ENUNCIADO A:
Segundo o texto sobre a série da embaixadora Kate Wyler, quem é a criadora da série?
ENUNCIADO B:
Traduza para o inglês esta frase do texto sobre a série da embaixadora Kate Wyler: "O diálogo é a arma principal dessas tramas, até porque cada pessoa diz coisas totalmente opostas, dependendo do lugar onde se encontra e da pessoa com quem fala."

TEXTO SELECIONADO:
━━━━━━━━━━━━━━━━━━━━━━━━━━━━━━

Acho que ainda não escrevi aqui sobre esta ótima série do
Netflix, cuja primeira temporada assisti no ano passado. Estou vendo agora a
segunda, que é ainda melhor.
A série acompanha a embaixadora Kate Wyler (Keri Russell)
e seu marido Hal (Rufus Sewell) depois que ela é nomeada embaixadora dos EUA no
Reino Unido. O casal tinha servido em missões diplomáticas no Oriente, e
estavam os dois acostumados a uma maneira de viver, digamos, mais informal e
mais pragmática. E de repente, lá estão os dois em pleno “circuito Elizabeth
Arden”, tendo que aderir aos numerosos fricotes e rapapés do cargo.
O fato de que o casal está em crise e que ela está sendo
cotada para assumir a vice-presidência dos EUA traz para a história uma
dimensão de conflito a mais. E de “manutenção da imagem pública” – essencial
para a sobrevivência política. Os personagens de Nelson Rodrigues costumavam
“calçar as sandálias da humildade”; os de Debora Cahn (a criadora da série) não
sobrevivem sem o black-tie da hipocrisia.
Debora Cahn tem no currículo (como roteirista e/ou
produtora) séries respeitadas como Homeland
(2011-2020), Grey’s Anatomy (2005-...)
e The West Wing (1999-2006).
O saudoso dr. Ulysses Guimarães dizia que a arma do
político é a saliva, e isto faz com que una narrativa desse tipo precise
mostrar o tempo inteiro pessoas falando, negociando, divergindo, conspirando, mentindo,
desmascarando, interrogando...
O diálogo é a arma principal dessas tramas, até porque
cada pessoa diz coisas totalmente opostas, dependendo do lugar onde se encontra
e da pessoa com quem fala.
O filme-de-política e o filme-de-diplomacia têm uma interface
interessante com o filme-de-espionagem. Nunca sabemos quem é o espião
infiltrado, quem é o informante secreto, quem é o traidor, quem é o colega que
joga cascas-de-banana à nossa frente, quem é o carreirista que quer o nosso
cargo, quem é o mentiroso contumaz que planta verde para colher maduro.
Kate Wyler é uma personagem interessante porque é uma
mulher esperta, inteligente, de raciocínio rápido, um tanto idealista (até onde
é possível manter algum idealismo dentro do lamaçal de interesses que é a
política), disposta a conversar e a negociar com todo mundo.
Por outro lado, ela é jovem, é ainda um tanto “verde” na
carreira. O fato do marido ser calejado e lhe dar orientações o tempo todo tanto
ajuda quanto atrapalha. Aqui e ali ela é chamada por alguém de “caipira”, pela
relativa inexperiência, e pelo modo desmazelado como cuida da própria
aparência. Ela é bonita e atraente, mas veste qualquer coisa, não usa
maquiagem, o cabelo parece o de Madame Min, e não tem paciência para as “coisas
de mulherzinha”.

━━━━━━━━━━━━━━━━━━━━━━━━━━━━━━

DADOS:

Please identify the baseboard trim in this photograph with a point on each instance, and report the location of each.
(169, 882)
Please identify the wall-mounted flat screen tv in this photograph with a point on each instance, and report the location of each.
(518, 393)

━━━━━━━━━━━━━━━━━━━━━━━━━━━━━━

RESOLUÇÃO A:
Debora Cahn.

RESOLUÇÃO B:
Dialogue is the main weapon of these plots, not least because each person says completely opposite things, depending on where they are and who they are talking to.